(Texto proporcionado):
####################

DIVISIÓN
SERIE DE
SERMONES EN MATEO 10 “MISSIO DEI”
TEXTO
BÍBLICO: MATEO 10:32-39
INTRODUCCIÓN
Cuando Martín
recibió la invitación de uno de sus hermanos para asistir junto a su esposa a
la comida de Navidad no pudo por menos que recelar. Hacía mucho tiempo que las
relaciones entre él y sus hermanos se habían ido distanciando desde aquel
episodio tan lamentable y terrible. No hubiera imaginado que su propia familia
fuese a reaccionar de una manera tan agresiva y vehemente después de darles una
noticia, que sí, podía llegar a confundirlos y a sorprenderlos, pero que ni por
asomo iba a pensar que las cosas se saldrían de madre. Después de una escena
realmente triste, Martín entendió que en cada encuentro que tuviese con sus
hermanos, la discusión y la tensión serían el resultado esperado.
Decidió que por
un tiempo intentaría, con dolor y pena, alejarse de cualquier cita familiar,
puesto que lo que no quería era inflamar el ambiente ni disgustar a sus
ancianos padres. Hubiera sido fácil transigir ante las quejas y las
advertencias de sus hermanos, tener la fiesta en paz y dejar que su decisión se
diluyese en el tiempo como un mal sueño o como una caprichosa elección que
solamente traía división y encendidos debates hogareños.
Al leer con
detenimiento la carta, no pudo evitar recordar cómo sus padres, entre lágrimas
y súplicas, intentaron quitarle de la cabeza la decisión que había tomado,
apelando a que lo que más importaba era una familia unida, y que, si algo
impedía esa unión, no debía ser algo bueno. Martín sintió la amargura en su
corazón y el enrevesado nudo en su garganta cuando les dijo que su conciencia
no le perdonaría nunca volver atrás en aquello que había escogido ser. Después
de unos cuantos “tiras y aflojas,” sus padres se dieron por vencidos y dejaron
que Martín siguiese su camino.
Nunca dejó de
echar de menos aquellos momentos entrañables en familia, ni se olvidó de
recordar a sus hermanos, aunque éstos se hubiesen puesto en su contra. Y ahora,
tras varios años de distanciamiento, llegaba esta invitación. ¿Habrían
recapacitado y entendido su decisión? ¿Lo acogerían de nuevo con los brazos
abiertos para retomar una serie de relaciones que se habían roto y desgastado
con el tiempo? Quiso creer que era así, que al fin se habían dado cuenta de lo
que suponía para Martín haber tomado la decisión que había cambiado por
completo su vida.

####################

(Ejercicio A):
Reproduce el fragmento del texto sobre Martín que va de "Nunca dejó de" a "completo su vida.", ambos incluidos.
(Ejercicio B):
Según el texto sobre Martín, ¿por qué decidió él alejarse durante un tiempo de cualquier cita familiar? Responde en una a tres oraciones.
(Ejercicio C):
Resume el texto sobre Martín en tres oraciones.

(Datos disponibles):
####################

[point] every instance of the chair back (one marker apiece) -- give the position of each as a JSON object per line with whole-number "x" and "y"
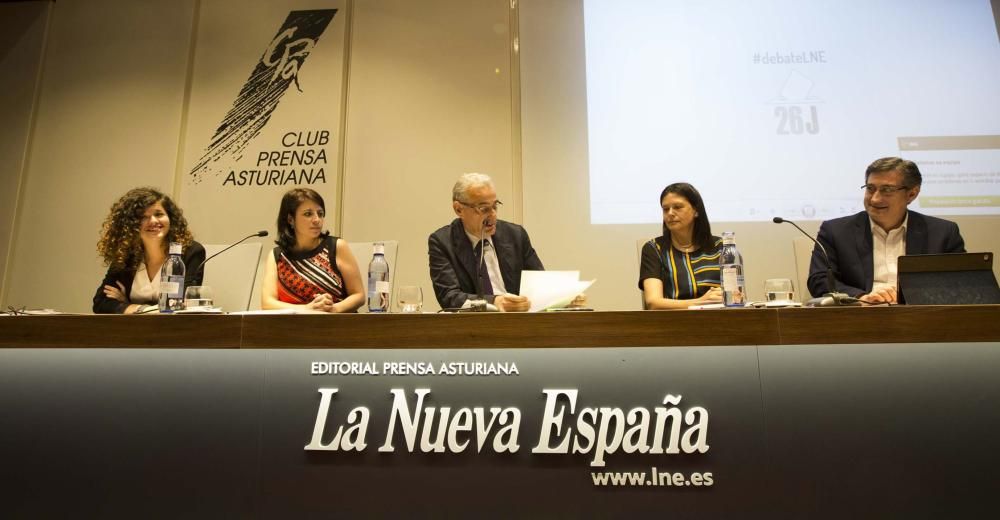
{"x": 231, "y": 275}
{"x": 802, "y": 249}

####################

(Respuesta escrita A):
Nunca dejó de
echar de menos aquellos momentos entrañables en familia, ni se olvidó de
recordar a sus hermanos, aunque éstos se hubiesen puesto en su contra. Y ahora,
tras varios años de distanciamiento, llegaba esta invitación. ¿Habrían
recapacitado y entendido su decisión? ¿Lo acogerían de nuevo con los brazos
abiertos para retomar una serie de relaciones que se habían roto y desgastado
con el tiempo? Quiso creer que era así, que al fin se habían dado cuenta de lo
que suponía para Martín haber tomado la decisión que había cambiado por
completo su vida.

(Respuesta escrita B):
Martín decidió alejarse de las citas familiares porque no quería inflamar el ambiente ni disgustar a sus ancianos padres. Además, había entendido que cada encuentro con sus hermanos acabaría en discusión y tensión.

(Respuesta escrita C):
Martín se distanció de sus hermanos cuando su familia reaccionó de forma agresiva ante una noticia que les dio, y optó por alejarse de las reuniones familiares para no inflamar el ambiente ni disgustar a sus padres. Sus padres intentaron entre lágrimas quitarle de la cabeza su decisión, pero él les dijo que su conciencia no le perdonaría volver atrás, y al final lo dejaron seguir su camino. Tras varios años de distanciamiento, recibió con recelo la invitación de uno de sus hermanos a la comida de Navidad, aunque quiso creer que por fin habían entendido su decisión.